Text segment:
*** Block opens ***
• BNLP

New Proposed Legislation Aims to End Factory Farming by 2040...

Updated: Jul 15, 2020

Large factory farms are harmful to rural communities, public health, and the environment and we must immediately begin to transition to a more sustainable and humane system.


This is what U.S. senator from New Jersey Corey Booker stated recently in his quest to end this exploitative industry that harms people, animals and the planet. Senator Booker just unveiled the Farm System Reform Act of 2019 where proposed legislation would help break up factory farm monopolies, whose business practices harm both animals and humans. Among other things, the bill aims to end concentrated animal feeding operations (CAFOs) by 2040, hold factory farms accountable for their pollution, and provide voluntary buyouts for farmers looking to transition out of factory farming.


Large factory farms are harmful to rural communities, public health, and the environment and we must immediately begin to transition to a more sustainable and humane system.

Currently, just a handful of companies control the business of livestock and poultry processing. For example, most farmers who raise chickens do so on a contract basis for major meat companies, such as Tyson Foods. While these companies own the animals, the contract farmers are forced to take much of the financial risk. Many farmers are akin to “indentured servants” in these relationships. They take on massive debt, often struggle to pay it off, and have little to no control over their operations.
*** Block closes ***
[Referring expression data]
*** Block opens ***
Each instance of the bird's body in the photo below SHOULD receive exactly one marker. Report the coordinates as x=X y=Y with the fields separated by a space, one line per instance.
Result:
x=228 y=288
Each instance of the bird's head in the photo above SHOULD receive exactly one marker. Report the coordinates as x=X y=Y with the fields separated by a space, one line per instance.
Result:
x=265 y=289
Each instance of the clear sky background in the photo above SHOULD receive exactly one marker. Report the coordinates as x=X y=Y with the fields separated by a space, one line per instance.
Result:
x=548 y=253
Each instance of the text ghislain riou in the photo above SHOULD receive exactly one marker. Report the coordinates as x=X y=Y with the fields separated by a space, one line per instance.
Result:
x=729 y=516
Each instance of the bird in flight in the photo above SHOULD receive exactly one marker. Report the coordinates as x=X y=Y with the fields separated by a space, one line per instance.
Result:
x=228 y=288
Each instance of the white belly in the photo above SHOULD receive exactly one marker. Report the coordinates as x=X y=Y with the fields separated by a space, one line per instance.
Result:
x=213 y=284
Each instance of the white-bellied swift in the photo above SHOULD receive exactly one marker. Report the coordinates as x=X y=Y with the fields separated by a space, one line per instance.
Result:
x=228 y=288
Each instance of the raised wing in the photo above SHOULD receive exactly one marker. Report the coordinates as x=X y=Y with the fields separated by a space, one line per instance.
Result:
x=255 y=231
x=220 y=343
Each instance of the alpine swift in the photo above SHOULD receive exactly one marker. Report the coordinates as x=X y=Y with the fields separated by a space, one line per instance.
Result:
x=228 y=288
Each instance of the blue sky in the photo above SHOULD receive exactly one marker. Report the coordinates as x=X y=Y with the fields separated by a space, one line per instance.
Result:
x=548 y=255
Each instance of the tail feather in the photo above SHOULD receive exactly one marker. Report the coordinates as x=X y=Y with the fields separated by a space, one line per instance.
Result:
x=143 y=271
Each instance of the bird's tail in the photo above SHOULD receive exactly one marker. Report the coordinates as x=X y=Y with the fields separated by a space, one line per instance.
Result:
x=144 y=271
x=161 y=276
*** Block closes ***
Brief: Continue the article on the Farm System Reform Act, starting after its final sentence.

Result of this task:
This is what happened to Mike Weaver, a former contract chicken farmer for Pilgrim’s Pride in West Virginia who went public with his concerns over the treatment of the animals in his care. Weaver said in a statement: “This legislation by Senator Booker has been a long time coming. … Huge multi-national meatpackers and corporate integrators care about making money, period.”

Weaver quit raising chickens and now uses his old chicken barns to grow industrial hemp, a business venture that he is confident will earn him more income than chicken farming did and employ four times as many people in his region, which is desperate for new jobs.


Huge factory farms also produce massive amounts of animal waste and other pollution. Runoff from factory farms contaminates rivers and groundwater, threatening ecosystems and endangering people and wildlife. According to the Centers for Disease Control and Prevention, large factory farms may produce up to 1.37 billion tons of animal waste each year and are not required to maintain treatment facilities. The proposed legislation supports the American Public Health Association’s recommendation to halt all new or expanding factory farms.